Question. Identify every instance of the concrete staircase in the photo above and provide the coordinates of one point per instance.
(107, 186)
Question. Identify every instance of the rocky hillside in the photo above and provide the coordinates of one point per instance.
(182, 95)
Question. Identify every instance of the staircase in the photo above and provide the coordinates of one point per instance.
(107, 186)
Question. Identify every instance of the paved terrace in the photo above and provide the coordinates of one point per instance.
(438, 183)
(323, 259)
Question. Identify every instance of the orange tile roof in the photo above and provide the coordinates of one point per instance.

_ _ _

» **Stated problem**
Rewrite all of the material above, replacing "Identify" with "Locate" and leaving everything else unchanged.

» **Worked answer**
Question. Locate every instance of the concrete staircase in the photo above and provide the coordinates of one point per instance.
(107, 186)
Question. Locate every instance of the rocky hillside in the photo above and provide the coordinates of one point per instance.
(182, 95)
Question. Locate every instance of the staircase in the photo above and provide the coordinates of one point per instance.
(107, 186)
Question. Locate every instance of the paved terrace in the photo above and provide the coordinates of one point per instance.
(438, 183)
(323, 259)
Question. Locate every instance of the orange tile roof in the photo above and provide the coordinates of one point per instance.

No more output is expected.